YOUR OBJECTIVE -
Without including any picture, repeat the records below exactly.

Photo-based referring expression data -
-*-*-

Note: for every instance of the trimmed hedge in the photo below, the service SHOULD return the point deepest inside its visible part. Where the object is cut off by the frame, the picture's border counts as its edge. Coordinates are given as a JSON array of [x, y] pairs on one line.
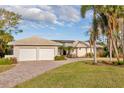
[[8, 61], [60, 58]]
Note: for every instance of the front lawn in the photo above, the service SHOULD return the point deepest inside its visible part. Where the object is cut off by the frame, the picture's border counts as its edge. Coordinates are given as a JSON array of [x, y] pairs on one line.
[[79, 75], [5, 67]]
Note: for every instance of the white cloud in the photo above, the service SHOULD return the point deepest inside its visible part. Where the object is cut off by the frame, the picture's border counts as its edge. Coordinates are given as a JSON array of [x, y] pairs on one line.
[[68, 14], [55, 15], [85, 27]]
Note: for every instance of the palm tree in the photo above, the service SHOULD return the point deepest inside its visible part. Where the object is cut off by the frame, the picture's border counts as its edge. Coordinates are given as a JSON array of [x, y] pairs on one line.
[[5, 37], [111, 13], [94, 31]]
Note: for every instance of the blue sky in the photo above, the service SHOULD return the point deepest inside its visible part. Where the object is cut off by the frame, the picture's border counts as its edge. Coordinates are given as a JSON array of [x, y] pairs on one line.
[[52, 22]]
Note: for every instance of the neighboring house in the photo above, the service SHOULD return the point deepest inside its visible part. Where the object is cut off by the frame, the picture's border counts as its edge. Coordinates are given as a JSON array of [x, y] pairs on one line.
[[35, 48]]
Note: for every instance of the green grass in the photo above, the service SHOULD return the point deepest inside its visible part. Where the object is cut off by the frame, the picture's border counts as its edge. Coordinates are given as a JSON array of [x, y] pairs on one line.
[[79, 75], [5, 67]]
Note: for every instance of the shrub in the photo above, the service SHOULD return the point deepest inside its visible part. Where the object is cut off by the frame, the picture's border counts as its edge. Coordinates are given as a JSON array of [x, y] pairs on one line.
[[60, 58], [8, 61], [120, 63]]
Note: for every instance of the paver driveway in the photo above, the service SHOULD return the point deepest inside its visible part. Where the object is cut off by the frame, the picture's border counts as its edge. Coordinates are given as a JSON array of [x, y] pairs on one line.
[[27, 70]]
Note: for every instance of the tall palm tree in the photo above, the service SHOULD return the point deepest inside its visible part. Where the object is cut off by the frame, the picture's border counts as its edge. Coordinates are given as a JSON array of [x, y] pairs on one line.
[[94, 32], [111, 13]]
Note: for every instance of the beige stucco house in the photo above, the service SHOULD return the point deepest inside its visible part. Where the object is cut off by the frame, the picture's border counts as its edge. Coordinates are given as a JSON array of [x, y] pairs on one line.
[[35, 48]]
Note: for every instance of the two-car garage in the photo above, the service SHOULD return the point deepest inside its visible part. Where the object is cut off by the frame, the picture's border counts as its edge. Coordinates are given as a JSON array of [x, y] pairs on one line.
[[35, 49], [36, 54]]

-*-*-

WORKED SOLUTION -
Note: for every instance of the trimmed hedge in the photo below, the service SHOULD return the point deepest inside its visible part. Where the object is cut off by the frame, the picture's border counts as its edge. Coordinates are given as a JSON array of [x, y] pairs on one line.
[[8, 61], [60, 58]]
Note: for every instance of the front lawn in the photo above, the service SHOULD return the point deepest inside its visible part. Where the object is cut off by the frame, the picture's border counts as its edge. Coordinates are given as a JSON array of [x, y] pairs on one line.
[[79, 75], [5, 67]]
Note: for every instance of the white cloud in the photo above, the service SHOULD return the point deepest inside its visible part. Where the object is cut off by the frame, the picture's border counts as its edge. Coordinates are given as a JSON array of [x, y] pairs on one line.
[[68, 14], [55, 15], [85, 27]]
Note: for every instance of the palm tree in the photo above, the service SHOULD return the point deepest inside its visible part. Where the object is cut off by the frame, the picture's border counts as its edge. Coordinates are given as a JSON array of [x, y] pairs on one line.
[[5, 37], [111, 13], [94, 31]]
Note: for every instance of the blue sky in the photo above, the service SHOULD return the point deepest inside its visible part. Where the object is cut off by the frame, the picture's border counts as its edge. Coordinates are given as a JSON array of [x, y] pairs on one line.
[[52, 22]]
Note: for every instance of the neighboring house in the photo above, the service SHOULD return the point deepest inside its visible part. Where the object is cut off by the frame, the picture's border counts as its edge. Coordinates are given as a JSON array of [x, y] pairs on one line.
[[35, 48]]
Note: for every instance of the green grass in the photo above, the service SHOULD return the point deepest inside its visible part. Where the object is cut off by the frame, the picture's border counts as its edge. Coordinates are given as a JSON array of [x, y] pairs on one line.
[[79, 75], [5, 67]]
Note: for every instance of the shrub in the photo above, the service SHOULD return the point deepest inside its visible part. Where the object is cut off by the frame, the picture's border counts as its edge. Coordinates are given as a JSON array of [x, y] pairs on one line.
[[60, 58], [8, 61], [120, 63]]
Note: for every instance of the paver driveway in the photo above, the service SHOULD return the point deepest inside its visible part. Where the object is cut off by the frame, the picture's border counts as its edge. Coordinates are given as a JSON array of [x, y] pairs on one line.
[[27, 70]]
Note: for every instance of the tall palm tree in the photo above, the service SHOULD return the point deepest inside its visible part. Where the object is cut off by the frame, the picture's border counts as its edge. Coordinates are given as a JSON array of [x, y] pairs on one line.
[[94, 32], [111, 13]]
Note: for every instance of the beige stucco house in the photo above, the service SHOULD return the point deepest inside its visible part. Where the object is cut off by the frame, the picture's border counts as its edge. Coordinates are given as a JSON array of [x, y] pairs on one line.
[[35, 48]]
Note: for every instance of the two-car garage in the photo above, the service SHOULD return the point deepest inside its visible part. Where the object is cut off by the frame, the picture's border counts as its edge. Coordinates are given as a JSON array of [x, y] pairs on one line.
[[35, 49], [36, 54]]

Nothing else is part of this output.